**TASK 1**
Summarize the piece titled "Bridging Time and People" below in two sentences.
**TASK 2**
Write a continuation of the piece titled "Bridging Time and People," starting right after its final sentence.

**EXTRACT TO READ**
● ● ● ● ●
BRIDGING TIME AND PEOPLE
It is
well known that MIK connects past and present, that is our musical
heritage with current trends and tastes. It also
connects
Istria and Kvarner... at times when political forces pull the other
way. And, in a certain small way, it connects people of these
regions to their relatives in the USA, Canada, Australia... A
surprise example of bridging old and new, was the
performance of "Putokazi", who turned old Istrian songs into a
contemporary performing arts form, to the delight of MIK audience in
every host town. "Lipa si mi i lipo se nosiš - samo
malo na široko hodiš" were the words of one of the Putokazi songs,
the words my grandmother taught me, way,way back. Then another
surprise example of bringing back memories of the good old
days: Labin wind orchestra, which
greeted the MIK caravan, had in its midst, Lucijano Miletić, my high
school classmate, who played in the same orchestra back 45 years
ago. At that time, coincidently the tiem when MIK was born, he also
played in a band called "Histri", which was performing for the
tourists at the legendary "Bašta" in Rabac. The band opened and
closed each dance evening with "Balun", played with guitar,
saxophone, trumphet and drums. It can be done, and it can be modern
and cool!
● ● ● ● ●
**ENTRIES SUPPLIED**

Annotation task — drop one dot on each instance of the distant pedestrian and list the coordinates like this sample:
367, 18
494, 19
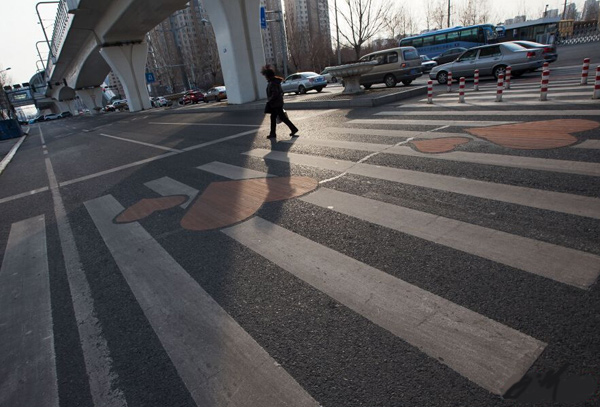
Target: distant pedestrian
274, 104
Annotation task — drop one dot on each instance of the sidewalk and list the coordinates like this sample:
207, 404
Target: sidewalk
330, 98
9, 147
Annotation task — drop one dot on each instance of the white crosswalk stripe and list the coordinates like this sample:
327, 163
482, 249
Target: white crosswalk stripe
554, 201
217, 360
539, 164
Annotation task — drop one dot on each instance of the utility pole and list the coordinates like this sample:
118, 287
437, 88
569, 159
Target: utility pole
337, 29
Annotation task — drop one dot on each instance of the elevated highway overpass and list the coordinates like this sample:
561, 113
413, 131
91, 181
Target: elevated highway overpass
91, 38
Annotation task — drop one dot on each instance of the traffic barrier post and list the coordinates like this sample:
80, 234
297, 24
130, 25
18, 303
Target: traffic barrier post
429, 92
584, 71
500, 87
507, 77
544, 87
461, 90
597, 84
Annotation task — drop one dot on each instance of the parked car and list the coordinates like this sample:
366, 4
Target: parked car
● ● ● ● ●
**EXERCISE RESPONSE 1**
The piece says that MIK connects past and present, links Istria and Kvarner despite political forces pulling the other way, and in a small way connects people of these regions to relatives in the USA, Canada, and Australia. As examples, it cites "Putokazi," who turned old Istrian songs into a contemporary performing arts form, and the Labin wind orchestra that greeted the MIK caravan with Lucijano Miletić, the writer's high school classmate, who played in the same orchestra 45 years ago.

**EXERCISE RESPONSE 2**
A NON-MUSIC LESSON
As always, the final concert gives an opportunity for
host town mayors to say something they want TV audience to
know
about their towns. Mayor of Bakar concluded his talk about town's
recent accomplishments by saying: "Zatvaramo prljavu industriju i
otvaramo čistu" (We are shutting down dirty
industry and building clean one). One must wonder what
the two mayors, sitting a few feet away in the first row, were
thinking about this idea. They seem to have "qiuetly" accepted
sponsorship for the concerts in their towns
from the worst local polluter, the
stone wool factory, built
between the Nature Park Učka and protected(!) area of Dol at the same time
as the chimney of Bakar coal plant came down. The plant was the
subject of local environmental protest since it was conceived in
1970's, and was never completed. A lesson for the population
of Općina (comune of) Pićan as well!
HOW TO FIND MIK
Few things can be as much fun as getting directions to a place from people who know the area well.
In America their directions always end up with: "You can't miss it". Finding
places where MIK
concerts
we held after "moving under a roof" was no
exception.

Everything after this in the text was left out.